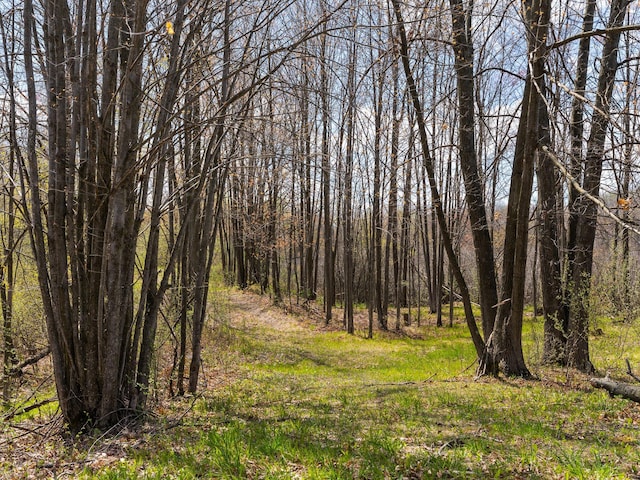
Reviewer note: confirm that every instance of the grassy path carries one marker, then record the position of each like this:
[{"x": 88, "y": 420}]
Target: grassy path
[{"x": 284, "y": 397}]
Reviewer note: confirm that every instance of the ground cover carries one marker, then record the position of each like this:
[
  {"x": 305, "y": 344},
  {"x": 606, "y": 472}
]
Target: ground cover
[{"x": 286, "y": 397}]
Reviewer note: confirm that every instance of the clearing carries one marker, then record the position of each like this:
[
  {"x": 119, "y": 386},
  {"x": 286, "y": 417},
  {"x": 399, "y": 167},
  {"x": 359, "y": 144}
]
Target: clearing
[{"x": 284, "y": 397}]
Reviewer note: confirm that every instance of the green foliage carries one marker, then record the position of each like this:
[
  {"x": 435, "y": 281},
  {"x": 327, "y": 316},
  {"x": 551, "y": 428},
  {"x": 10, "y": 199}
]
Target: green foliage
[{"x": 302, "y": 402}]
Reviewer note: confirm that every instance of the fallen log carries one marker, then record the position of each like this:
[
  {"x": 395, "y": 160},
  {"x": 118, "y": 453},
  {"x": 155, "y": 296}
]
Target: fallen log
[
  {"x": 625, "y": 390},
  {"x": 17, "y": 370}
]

* * *

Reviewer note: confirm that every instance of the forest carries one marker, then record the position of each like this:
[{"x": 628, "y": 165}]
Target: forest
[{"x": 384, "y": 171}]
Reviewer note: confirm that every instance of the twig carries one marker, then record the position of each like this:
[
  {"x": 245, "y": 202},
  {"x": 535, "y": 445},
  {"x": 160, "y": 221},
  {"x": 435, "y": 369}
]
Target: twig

Work to be completed:
Gather every line in the items above that contains the string "clearing", copying each one in full. Matching is case-sensitive.

Result for this exercise:
Reviewer note: confirm that every instance of the clearing carries one marker, then record the position of each like this:
Target: clearing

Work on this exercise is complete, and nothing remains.